Problem =
Please print all of the records shown below, exactly as given.

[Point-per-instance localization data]
______
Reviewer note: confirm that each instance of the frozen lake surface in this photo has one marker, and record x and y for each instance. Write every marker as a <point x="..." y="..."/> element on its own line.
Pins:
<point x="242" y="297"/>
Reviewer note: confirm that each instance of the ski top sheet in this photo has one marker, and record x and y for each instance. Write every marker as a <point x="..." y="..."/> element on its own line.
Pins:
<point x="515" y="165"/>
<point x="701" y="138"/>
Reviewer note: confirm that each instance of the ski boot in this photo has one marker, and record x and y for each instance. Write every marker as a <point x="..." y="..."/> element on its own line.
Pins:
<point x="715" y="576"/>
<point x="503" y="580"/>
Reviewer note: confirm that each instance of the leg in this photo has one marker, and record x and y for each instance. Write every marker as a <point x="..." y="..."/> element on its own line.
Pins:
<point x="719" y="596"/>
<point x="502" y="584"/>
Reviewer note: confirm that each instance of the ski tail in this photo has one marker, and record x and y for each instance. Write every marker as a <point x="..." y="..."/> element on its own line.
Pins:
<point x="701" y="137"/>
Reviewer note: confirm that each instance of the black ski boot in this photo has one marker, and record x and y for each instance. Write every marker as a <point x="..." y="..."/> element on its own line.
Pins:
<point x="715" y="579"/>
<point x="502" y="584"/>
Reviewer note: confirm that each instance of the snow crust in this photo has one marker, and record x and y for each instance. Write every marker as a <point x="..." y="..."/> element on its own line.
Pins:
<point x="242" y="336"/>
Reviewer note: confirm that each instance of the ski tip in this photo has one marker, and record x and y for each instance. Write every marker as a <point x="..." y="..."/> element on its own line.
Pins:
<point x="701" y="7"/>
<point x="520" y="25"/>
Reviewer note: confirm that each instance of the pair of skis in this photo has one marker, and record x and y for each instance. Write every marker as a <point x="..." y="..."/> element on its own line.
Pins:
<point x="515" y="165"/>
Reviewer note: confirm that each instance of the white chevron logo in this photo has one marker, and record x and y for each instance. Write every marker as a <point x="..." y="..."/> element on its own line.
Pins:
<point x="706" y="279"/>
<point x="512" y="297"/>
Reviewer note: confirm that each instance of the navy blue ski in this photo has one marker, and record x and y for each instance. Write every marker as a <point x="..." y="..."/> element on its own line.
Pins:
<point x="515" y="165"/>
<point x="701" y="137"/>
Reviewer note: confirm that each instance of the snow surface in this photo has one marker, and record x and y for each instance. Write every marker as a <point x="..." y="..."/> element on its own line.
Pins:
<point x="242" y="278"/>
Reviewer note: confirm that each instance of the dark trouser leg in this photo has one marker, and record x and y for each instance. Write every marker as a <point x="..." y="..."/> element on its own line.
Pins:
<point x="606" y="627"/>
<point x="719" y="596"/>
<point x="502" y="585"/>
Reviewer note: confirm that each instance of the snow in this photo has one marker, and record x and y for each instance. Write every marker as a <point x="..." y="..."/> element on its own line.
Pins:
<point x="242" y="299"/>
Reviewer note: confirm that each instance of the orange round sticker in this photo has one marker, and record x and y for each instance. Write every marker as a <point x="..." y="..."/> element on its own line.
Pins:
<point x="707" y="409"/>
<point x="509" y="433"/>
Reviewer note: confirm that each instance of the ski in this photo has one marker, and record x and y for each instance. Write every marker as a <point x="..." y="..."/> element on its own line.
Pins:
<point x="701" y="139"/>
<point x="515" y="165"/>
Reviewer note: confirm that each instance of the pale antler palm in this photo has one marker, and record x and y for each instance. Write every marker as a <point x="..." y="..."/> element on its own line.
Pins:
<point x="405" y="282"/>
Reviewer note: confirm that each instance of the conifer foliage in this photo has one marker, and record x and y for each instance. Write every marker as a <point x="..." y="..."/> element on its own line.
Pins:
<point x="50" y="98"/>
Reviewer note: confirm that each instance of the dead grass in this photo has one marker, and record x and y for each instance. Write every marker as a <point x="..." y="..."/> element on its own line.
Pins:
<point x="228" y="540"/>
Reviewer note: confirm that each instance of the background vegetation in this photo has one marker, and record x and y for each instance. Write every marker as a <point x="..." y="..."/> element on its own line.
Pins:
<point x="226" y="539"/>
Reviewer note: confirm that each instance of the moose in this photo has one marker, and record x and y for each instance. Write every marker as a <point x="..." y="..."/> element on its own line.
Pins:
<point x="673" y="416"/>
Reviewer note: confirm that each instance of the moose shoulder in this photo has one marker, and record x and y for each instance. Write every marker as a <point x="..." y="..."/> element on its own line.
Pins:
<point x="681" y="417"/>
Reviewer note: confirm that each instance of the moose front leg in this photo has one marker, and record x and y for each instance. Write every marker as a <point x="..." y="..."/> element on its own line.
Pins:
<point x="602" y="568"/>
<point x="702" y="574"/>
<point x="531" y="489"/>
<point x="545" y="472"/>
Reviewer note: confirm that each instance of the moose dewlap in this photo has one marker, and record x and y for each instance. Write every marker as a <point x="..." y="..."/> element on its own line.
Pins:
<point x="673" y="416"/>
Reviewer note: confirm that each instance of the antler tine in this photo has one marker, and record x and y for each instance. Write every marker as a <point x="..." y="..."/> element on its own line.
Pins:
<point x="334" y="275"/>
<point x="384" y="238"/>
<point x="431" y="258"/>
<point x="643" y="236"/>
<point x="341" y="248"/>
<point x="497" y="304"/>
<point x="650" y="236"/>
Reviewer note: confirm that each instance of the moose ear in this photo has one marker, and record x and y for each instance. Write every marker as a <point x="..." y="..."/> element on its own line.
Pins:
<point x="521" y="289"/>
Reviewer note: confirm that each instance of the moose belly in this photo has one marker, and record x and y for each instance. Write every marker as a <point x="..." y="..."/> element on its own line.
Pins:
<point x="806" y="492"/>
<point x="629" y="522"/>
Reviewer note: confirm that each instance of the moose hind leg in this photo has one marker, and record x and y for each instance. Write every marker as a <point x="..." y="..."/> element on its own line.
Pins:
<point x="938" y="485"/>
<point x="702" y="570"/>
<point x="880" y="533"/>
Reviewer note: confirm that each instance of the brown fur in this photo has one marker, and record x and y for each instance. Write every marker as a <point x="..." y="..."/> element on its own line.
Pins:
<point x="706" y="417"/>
______
Answer to the exercise =
Reviewer note: confirm that each instance of the frozen lake surface in this photo has one marker, and record x and y for each instance. Write every marker as a <point x="..." y="..."/> element on its own line.
Pins:
<point x="242" y="297"/>
Reviewer note: confirm that each instance of the ski top sheet in this photo has one marker, and record x and y for each instance. Write every marker as a <point x="..." y="..."/> element on its own line.
Pins:
<point x="515" y="165"/>
<point x="701" y="138"/>
Reviewer note: confirm that each instance of the ski boot in this photo has one marker, and record x and y for each instance. Write every marker as a <point x="..." y="..."/> element on its own line.
Pins:
<point x="715" y="576"/>
<point x="503" y="580"/>
Reviewer note: confirm that each instance of the leg in this photo has one marker, and record x and y for each instance. Write every marker as a <point x="..." y="..."/> element on its own line.
Pins:
<point x="719" y="596"/>
<point x="502" y="584"/>
Reviewer note: confirm that each instance of the ski tail in this photo has one marker, and record x and y for each instance. Write every marker as a <point x="..." y="..."/> element on its own line.
Pins:
<point x="701" y="137"/>
Reviewer note: confirm that each instance of the black ski boot in this photo has one marker, and record x and y for each instance. Write every marker as a <point x="..." y="..."/> element on its own line.
Pins:
<point x="715" y="579"/>
<point x="502" y="584"/>
Reviewer note: confirm that each instance of the snow crust in this photo has one marker, and record x and y for each instance. Write every marker as a <point x="..." y="..."/> element on its own line.
Pins:
<point x="242" y="336"/>
Reviewer note: confirm that each instance of the ski tip in this photo has one marker, and record x and y for each instance. Write every marker as a <point x="..." y="..."/> element on its own line.
Pins:
<point x="701" y="7"/>
<point x="520" y="25"/>
Reviewer note: confirm that each instance of the pair of skis in this photo has one marker, and record x and y for each instance. Write every marker as a <point x="..." y="..."/> element on its own line.
Pins:
<point x="515" y="165"/>
Reviewer note: confirm that each instance of the white chevron logo in this photo has one marker, and record x and y for each instance. Write every marker as a <point x="..." y="..."/> element on its own line.
Pins:
<point x="706" y="279"/>
<point x="512" y="297"/>
Reviewer note: confirm that each instance of the navy blue ski in this photo has one marker, and record x and y for each instance. Write every marker as a <point x="..." y="..."/> element on its own line.
Pins:
<point x="515" y="165"/>
<point x="701" y="137"/>
Reviewer note: confirm that each instance of the snow surface in this photo has one marker, and record x and y for each instance. Write every marker as a <point x="..." y="..."/> element on its own line.
Pins:
<point x="242" y="278"/>
Reviewer note: confirm that each instance of the dark trouser leg in this photo has one marker, and record x and y for each instance. Write every marker as a <point x="..." y="..."/> element on its own line.
Pins:
<point x="606" y="627"/>
<point x="719" y="596"/>
<point x="502" y="585"/>
Reviewer note: confirm that each instance of the snow in this photo has one marker, and record x and y for each instance. Write every marker as a <point x="..." y="..."/> element on its own line.
Pins:
<point x="242" y="299"/>
Reviewer note: confirm that each instance of the orange round sticker in this photo has one marker, and record x and y for each instance. Write every marker as a <point x="..." y="..."/> element on its own line.
Pins:
<point x="707" y="409"/>
<point x="509" y="433"/>
Reviewer note: confirm that each instance of the ski in this photo has one marker, and record x and y for each instance. Write every marker as a <point x="..." y="..."/> element on its own line.
Pins:
<point x="701" y="139"/>
<point x="515" y="165"/>
Reviewer note: confirm that each instance of the pale antler palm in this photo has one marker, and record x and y for each instance. Write every marker as a <point x="..." y="..."/> element on its own line.
Pins:
<point x="405" y="282"/>
Reviewer note: confirm that each instance of the conifer foliage in this photo has one marker, and record x and y for each instance. Write every marker as a <point x="..." y="..."/> element on its own line.
Pins:
<point x="50" y="98"/>
Reviewer note: confirm that each instance of the dead grass in this photo has one marker, and record x and y for each instance. Write every marker as a <point x="..." y="..."/> element on its own line.
Pins:
<point x="228" y="540"/>
Reviewer note: confirm that each instance of the background vegetation in this photo has one marker, and record x and y for each instance. Write every marker as a <point x="..." y="..."/> element on its own line.
Pins:
<point x="226" y="539"/>
Reviewer note: confirm that each instance of the moose in this photo has one marker, and record x and y for each instance. Write every marker as a <point x="..." y="..."/> element on its own line.
Pins:
<point x="673" y="416"/>
Reviewer note: confirm that each instance of the moose shoulder in this photo has one marker, and record x and y for each instance. Write every marker as a <point x="..." y="..."/> element on its own line.
Pins:
<point x="681" y="417"/>
Reviewer note: confirm that each instance of the moose front leg in this photo has one marker, and record x and y for each instance. Write every marker as a <point x="..." y="..."/> element on its own line.
Pins:
<point x="602" y="568"/>
<point x="702" y="574"/>
<point x="531" y="489"/>
<point x="545" y="472"/>
Reviewer note: confirm that each instance of the moose dewlap in this photo has one marker, and record x and y for each instance. Write every marker as a <point x="..." y="..."/> element on its own line.
Pins:
<point x="673" y="416"/>
Reviewer note: confirm that each instance of the antler tine in this photo has one marker, and record x and y for each instance. Write every marker as a <point x="..." y="..."/> element on its own line.
Pins:
<point x="334" y="275"/>
<point x="384" y="238"/>
<point x="431" y="258"/>
<point x="643" y="236"/>
<point x="341" y="248"/>
<point x="497" y="304"/>
<point x="650" y="236"/>
Reviewer note: confirm that each instance of the moose ear in this photo has one marker, and record x and y for each instance. Write every marker as a <point x="..." y="..."/> element on its own line.
Pins:
<point x="521" y="289"/>
Reviewer note: confirm that each instance of the moose belly in this photo has one marker, and record x and y for each instance. Write every marker as a <point x="..." y="..."/> element on its own line.
Pins:
<point x="806" y="492"/>
<point x="629" y="522"/>
Reviewer note: confirm that each instance of the moose hind leg in this photo has one marker, and record x and y for each instance. Write every marker as a <point x="..." y="..."/> element on its own line.
Pins:
<point x="938" y="485"/>
<point x="702" y="570"/>
<point x="880" y="533"/>
Reviewer note: confirm that each instance of the brown fur in this photo has one marker, and record x and y for each instance. Write every marker as a <point x="..." y="..."/> element on its own line.
Pins:
<point x="706" y="417"/>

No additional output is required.